#### Problem:
Every line of the material is to be transcribed verbatim, with images omitted.

#### Material provided:
****************************************

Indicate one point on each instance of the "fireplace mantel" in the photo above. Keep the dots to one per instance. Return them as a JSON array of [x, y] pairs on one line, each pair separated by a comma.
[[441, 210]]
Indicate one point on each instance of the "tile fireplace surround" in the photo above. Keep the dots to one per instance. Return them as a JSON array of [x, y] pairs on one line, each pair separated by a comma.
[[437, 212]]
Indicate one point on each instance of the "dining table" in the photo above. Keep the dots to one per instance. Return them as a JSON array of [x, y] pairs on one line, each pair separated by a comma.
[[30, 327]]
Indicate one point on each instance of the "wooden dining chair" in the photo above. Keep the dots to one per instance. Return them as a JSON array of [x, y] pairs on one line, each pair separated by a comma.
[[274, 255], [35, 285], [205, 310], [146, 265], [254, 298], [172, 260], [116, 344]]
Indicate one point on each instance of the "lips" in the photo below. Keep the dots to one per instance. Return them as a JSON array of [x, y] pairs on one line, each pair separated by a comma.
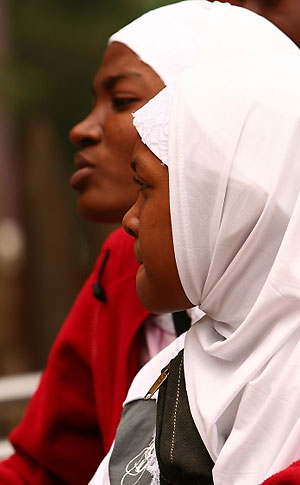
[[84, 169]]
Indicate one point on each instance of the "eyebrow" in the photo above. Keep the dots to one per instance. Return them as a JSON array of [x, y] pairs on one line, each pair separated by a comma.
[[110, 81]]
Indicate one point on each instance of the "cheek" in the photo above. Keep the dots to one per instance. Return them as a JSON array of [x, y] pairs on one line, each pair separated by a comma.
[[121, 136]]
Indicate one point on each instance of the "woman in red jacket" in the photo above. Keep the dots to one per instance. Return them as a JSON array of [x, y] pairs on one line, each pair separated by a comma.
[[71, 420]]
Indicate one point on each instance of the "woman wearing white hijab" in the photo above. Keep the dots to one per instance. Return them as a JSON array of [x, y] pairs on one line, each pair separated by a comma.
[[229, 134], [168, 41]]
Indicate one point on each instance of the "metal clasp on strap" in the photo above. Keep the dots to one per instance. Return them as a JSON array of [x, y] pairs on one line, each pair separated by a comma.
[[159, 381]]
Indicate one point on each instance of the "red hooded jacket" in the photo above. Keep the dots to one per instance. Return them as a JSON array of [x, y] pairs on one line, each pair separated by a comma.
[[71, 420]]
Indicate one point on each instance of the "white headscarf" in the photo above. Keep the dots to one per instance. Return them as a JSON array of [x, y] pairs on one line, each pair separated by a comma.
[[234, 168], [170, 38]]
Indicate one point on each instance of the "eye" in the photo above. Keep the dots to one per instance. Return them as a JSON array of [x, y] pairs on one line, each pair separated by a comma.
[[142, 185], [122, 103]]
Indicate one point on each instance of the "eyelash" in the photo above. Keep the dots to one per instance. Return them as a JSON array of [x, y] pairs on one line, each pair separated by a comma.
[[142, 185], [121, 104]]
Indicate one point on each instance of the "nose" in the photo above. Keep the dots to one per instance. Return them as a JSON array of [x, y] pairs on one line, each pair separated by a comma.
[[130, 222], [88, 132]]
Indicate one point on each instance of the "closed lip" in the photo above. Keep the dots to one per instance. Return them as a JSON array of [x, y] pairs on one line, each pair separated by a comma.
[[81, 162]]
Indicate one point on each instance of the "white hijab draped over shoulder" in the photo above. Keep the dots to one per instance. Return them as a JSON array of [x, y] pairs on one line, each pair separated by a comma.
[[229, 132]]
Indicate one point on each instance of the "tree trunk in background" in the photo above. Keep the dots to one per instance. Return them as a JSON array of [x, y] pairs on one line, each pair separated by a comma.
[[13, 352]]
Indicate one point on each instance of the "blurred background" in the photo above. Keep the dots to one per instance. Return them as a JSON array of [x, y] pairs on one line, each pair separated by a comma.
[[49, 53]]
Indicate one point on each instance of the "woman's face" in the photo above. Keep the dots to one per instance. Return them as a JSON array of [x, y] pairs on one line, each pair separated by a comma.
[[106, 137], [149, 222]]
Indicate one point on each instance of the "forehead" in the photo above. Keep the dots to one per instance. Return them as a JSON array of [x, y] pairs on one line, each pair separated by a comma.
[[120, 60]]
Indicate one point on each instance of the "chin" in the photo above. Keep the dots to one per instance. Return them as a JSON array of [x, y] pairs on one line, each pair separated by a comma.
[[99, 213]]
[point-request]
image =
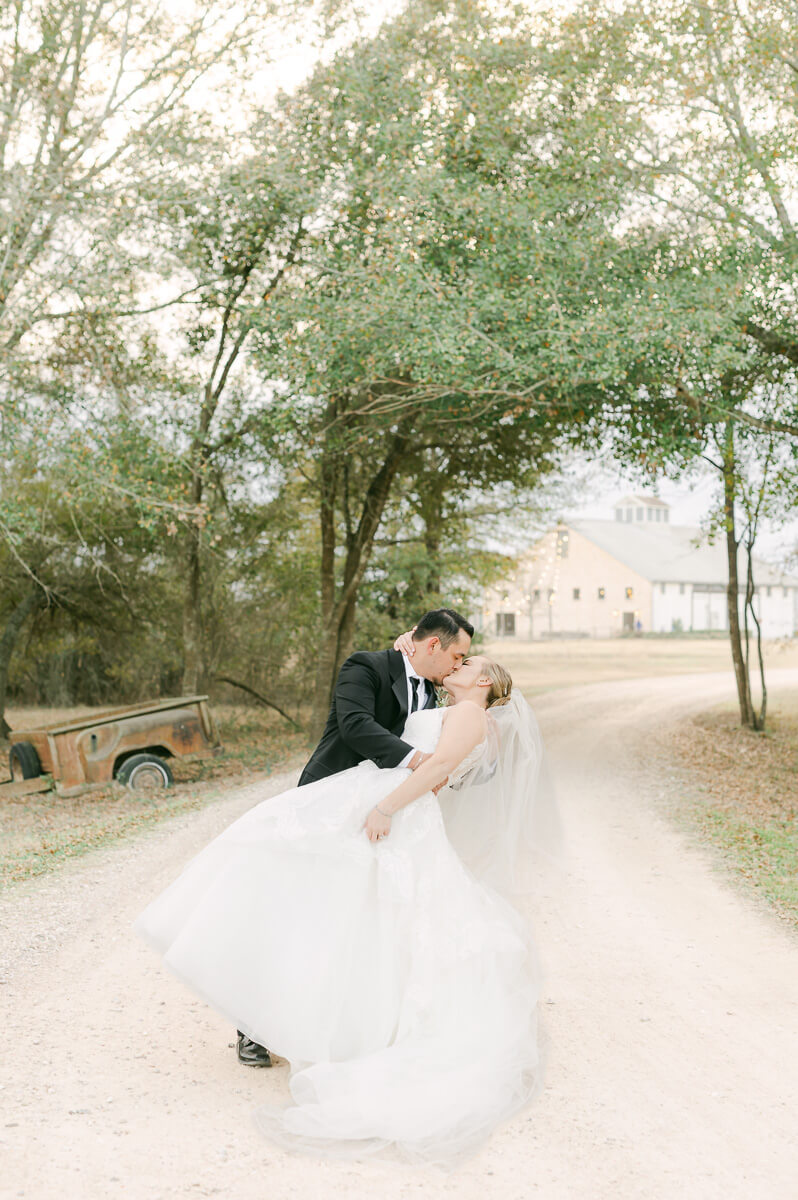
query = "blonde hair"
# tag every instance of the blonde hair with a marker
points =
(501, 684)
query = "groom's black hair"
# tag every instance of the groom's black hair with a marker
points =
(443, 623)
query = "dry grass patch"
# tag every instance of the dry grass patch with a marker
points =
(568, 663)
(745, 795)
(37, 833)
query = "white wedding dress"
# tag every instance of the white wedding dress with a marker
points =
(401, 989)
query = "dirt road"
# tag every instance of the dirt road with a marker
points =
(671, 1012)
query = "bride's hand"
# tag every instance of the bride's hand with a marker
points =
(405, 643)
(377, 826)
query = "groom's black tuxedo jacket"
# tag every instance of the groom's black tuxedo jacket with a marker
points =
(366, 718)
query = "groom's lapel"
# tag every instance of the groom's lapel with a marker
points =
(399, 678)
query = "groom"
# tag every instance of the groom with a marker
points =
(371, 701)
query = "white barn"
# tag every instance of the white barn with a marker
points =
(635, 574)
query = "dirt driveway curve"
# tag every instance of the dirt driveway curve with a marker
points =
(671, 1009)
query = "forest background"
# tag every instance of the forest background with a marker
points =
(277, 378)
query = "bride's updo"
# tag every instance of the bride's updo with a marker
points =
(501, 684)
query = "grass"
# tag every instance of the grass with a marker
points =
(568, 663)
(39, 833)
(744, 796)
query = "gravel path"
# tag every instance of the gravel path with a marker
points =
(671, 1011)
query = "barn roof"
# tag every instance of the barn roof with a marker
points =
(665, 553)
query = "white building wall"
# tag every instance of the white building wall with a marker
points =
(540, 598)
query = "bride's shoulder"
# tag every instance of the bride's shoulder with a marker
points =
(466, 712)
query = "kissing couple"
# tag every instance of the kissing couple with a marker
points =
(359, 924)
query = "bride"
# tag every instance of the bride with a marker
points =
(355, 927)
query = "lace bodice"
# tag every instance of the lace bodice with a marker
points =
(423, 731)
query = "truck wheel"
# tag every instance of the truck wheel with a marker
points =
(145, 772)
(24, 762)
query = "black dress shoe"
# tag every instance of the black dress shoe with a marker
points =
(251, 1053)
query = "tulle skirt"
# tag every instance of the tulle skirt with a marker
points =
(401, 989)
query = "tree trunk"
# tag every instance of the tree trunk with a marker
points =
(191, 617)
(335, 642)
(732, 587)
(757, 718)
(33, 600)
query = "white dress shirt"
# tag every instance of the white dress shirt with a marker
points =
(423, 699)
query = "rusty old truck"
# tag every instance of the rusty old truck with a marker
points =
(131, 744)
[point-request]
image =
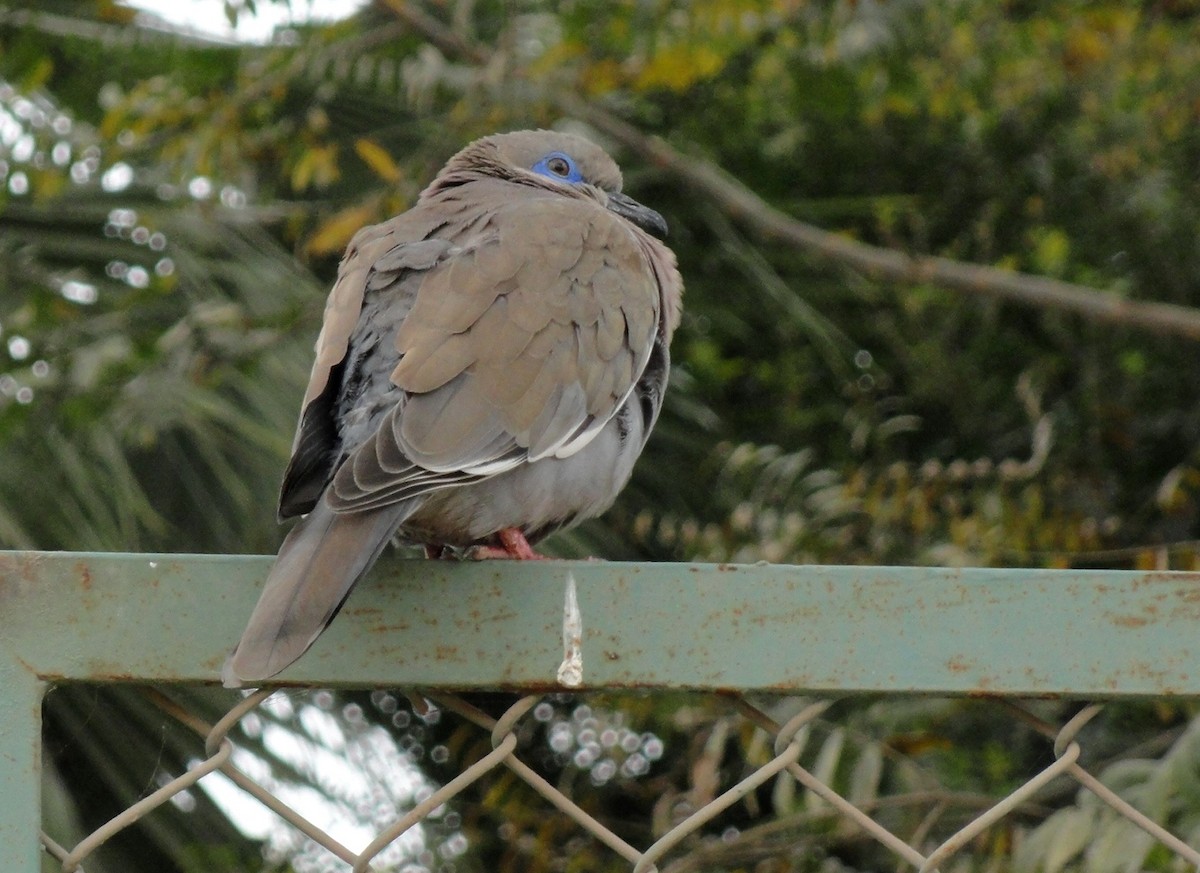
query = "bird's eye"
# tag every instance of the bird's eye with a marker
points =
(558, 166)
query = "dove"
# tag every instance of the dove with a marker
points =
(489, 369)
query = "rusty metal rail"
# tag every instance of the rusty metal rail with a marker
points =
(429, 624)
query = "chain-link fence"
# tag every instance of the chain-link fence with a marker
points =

****************************************

#### Task output:
Indicate one point on each instance of the "fireplace mantel" in the photo above. Keep the dots to one per instance. Return them as a JSON array of [x, y] pairs on one line, each pair separated by a comma.
[[441, 210]]
Indicate one point on each instance of the "tile fireplace surround" in the photo above. Keep the dots to one per instance. Return them as a JSON array of [x, y] pairs on one line, each pair separated by a comma.
[[437, 212]]
Indicate one point on each instance of the "dining table" in the photo above. Keep the dots to one per instance. Return them as a JSON array of [x, y] pairs on one line, each pair separated by a comma.
[[30, 327]]
Indicate one point on each instance of the "wooden dining chair" in the photo above. Keep the dots to one per instance. Return them as a JSON array of [x, y] pairs on one line, each pair separated by a comma.
[[274, 255], [35, 285], [205, 310], [146, 265], [254, 298], [172, 260], [116, 344]]
Indicate one point on each instance of the "lips" in the photo below. Keep the dots to one per instance. Return them as a JSON array of [x, y] pairs on one line, each pair separated by a comma.
[[84, 169]]
Indicate one point on each instance of the "eyebrow" in the photo above. Keep the dots to one per instance. Return them as a JSON array of [x, y] pairs on one line, each pair separated by a comma.
[[110, 81]]
Indicate one point on each instance of the "cheek" in the photo above. Keep the dots to one per instance. Return them as a JSON array of [x, y] pairs on one line, each pair separated by a comma.
[[121, 136]]
Indicate one point on each instance of the "woman in red jacket" in the photo above. Keep the dots to one per instance. Return them as a JSON array of [x, y] pairs on one line, each pair separated by a comma.
[[71, 420]]
Indicate one point on each instance of the "woman wearing white hijab" in the photo above. Keep the dots to one per instance. Return them as a JSON array of [x, y] pairs on one line, each pair separated by a comma.
[[229, 134], [168, 41]]
Indicate one point on each instance of the "metal clasp on strap" in the photo above. Keep the dots to one per instance. Return them as a JSON array of [x, y] pairs on one line, each pair separated by a comma.
[[159, 381]]
Indicate one point on each instance of the "red hooded jacket" in the photo above. Keep the dots to one per instance. Return them as a JSON array of [x, y] pairs on one line, each pair separated by a comma.
[[71, 420]]
Indicate one point on each instance of the "white headscarf" in the photo above. Keep the dots to one per instance. Return them as a JSON array of [x, y] pairs on one line, each pair separated by a comma.
[[234, 168], [170, 38]]
Indicate one point on each instance of the "eye" in the photo above. Keep the dots to one per instance. Return them as a JSON array of [x, y] pairs on one line, each pair separated by a comma.
[[142, 185], [122, 103]]
Indicate one point on each instance of the "eyelash" in the photo above. Keep the dots to one per instance. Return them as a JSON array of [x, y] pairs on one line, each pair separated by a comma.
[[142, 185], [121, 104]]
Indicate one point on each instance of the "nose" in the photo above. Keep the dots to one per instance. Return them as a JSON array of [x, y] pairs on one line, each pair separated by a comma.
[[130, 222], [88, 132]]
Indicate one point on each instance of the "closed lip" in the photo above. Keep the dots to one per instance. Return them as a JSON array of [x, y] pairs on one line, each pair separated by a comma.
[[81, 162]]
Indicate one point on each instance of the "white hijab draped over shoulder" in the photo above. Keep the dots to one per instance. Return them as a JSON array of [x, y] pairs on one line, each pair separated by a comma.
[[229, 132]]
Indicate one point on each instance of the "tree trunk in background" in the photo above. Keep the dots to one per instance. Return them as a JSON array of [x, y] pairs on one line, each pair separated by a comma.
[[13, 352]]
Indicate one point on each instance of the "blurred background" in the photo above. Keep the dots to one per instance. Return them as a JSON array of [x, y] pairs on one line, each pair separated by a comma.
[[49, 53]]
Indicate one point on each instance of the "woman's face" in the photo above. Keep the dots to one per instance. Return them as a JSON array of [x, y] pairs on one line, each pair separated by a comma.
[[106, 137], [149, 222]]
Indicate one point on each instance of the "forehead" in the photo above. Keep the dots to one per instance. Return them as a JSON array of [x, y] pairs on one line, each pair separated by a comma.
[[120, 60]]
Indicate one point on each instance of the "chin" in the photo above. Keep the dots to one per instance. Return them as a JSON array of [x, y] pairs on one line, each pair separated by a comma.
[[99, 213]]
[point-request]
image =
query = "blonde hair"
# tag every instance of the blonde hair with a marker
points =
(501, 684)
query = "groom's black hair"
# tag every instance of the groom's black hair with a marker
points =
(443, 623)
query = "dry grass patch"
# tag every instance of the dry grass patch with a marker
points =
(568, 663)
(745, 795)
(37, 833)
query = "white wedding dress"
# tag every instance of the white wedding dress with a marker
points =
(401, 989)
query = "dirt road"
# tag every instance of the dirt road with a marker
points =
(671, 1012)
query = "bride's hand"
# tag every instance of the bride's hand with a marker
points =
(405, 643)
(377, 826)
query = "groom's black tuxedo jacket"
# tag every instance of the groom's black tuxedo jacket with a marker
points =
(366, 718)
query = "groom's lapel"
# tag every instance of the groom's lapel with a marker
points =
(399, 678)
query = "groom"
# tag every instance of the groom with a marker
points =
(371, 701)
query = "white barn"
# tag every instance of the white barn with a marker
points =
(635, 574)
query = "dirt driveway curve"
# tag every instance of the dirt driveway curve with a marker
points =
(671, 1009)
query = "forest background"
# tag every instance of the forest background with a marker
points =
(277, 378)
query = "bride's updo"
# tag every instance of the bride's updo with a marker
points =
(501, 684)
query = "grass"
# tag every instance of the grass with a marker
points =
(568, 663)
(39, 833)
(744, 796)
query = "gravel path"
# tag every instance of the gravel path with a marker
points =
(671, 1011)
query = "barn roof"
# tag every instance of the barn roof with a marker
points =
(665, 553)
query = "white building wall"
# tag every instance of the white building wall with a marker
points =
(540, 598)
query = "bride's shoulder"
# tag every instance of the bride's shoulder with a marker
points =
(466, 712)
query = "kissing couple"
# tag every instance of the kissing couple with a marker
points =
(359, 924)
query = "bride"
# tag every instance of the bride with a marker
points =
(355, 927)
query = "lace bodice"
# tag every instance of the lace bodice with a marker
points =
(423, 731)
query = "truck wheel"
# tag every instance of the truck wheel with a marker
points =
(145, 772)
(24, 762)
query = "black dress shoe"
# tag every instance of the black dress shoe with a marker
points =
(251, 1053)
query = "tulle skirt"
# tag every instance of the tulle skirt with a marker
points =
(401, 989)
query = "tree trunk"
# tag every instance of the tree trunk with a marker
points =
(191, 617)
(335, 642)
(732, 587)
(757, 718)
(33, 600)
query = "white dress shirt"
# tag every instance of the white dress shirt with a marker
points =
(423, 699)
query = "rusty old truck"
# tag every instance of the rusty old truck with a marker
points =
(131, 744)
[point-request]
image =
query = "bird's eye"
# tag every instance of the bird's eye with a marker
points =
(558, 166)
query = "dove"
# tag every instance of the dove with a marker
points =
(489, 369)
query = "rusty metal rail"
# tag every instance of the rusty metal rail with a marker
points =
(429, 624)
query = "chain-link fence"
# tag every instance of the chain-link fence with a marker
points =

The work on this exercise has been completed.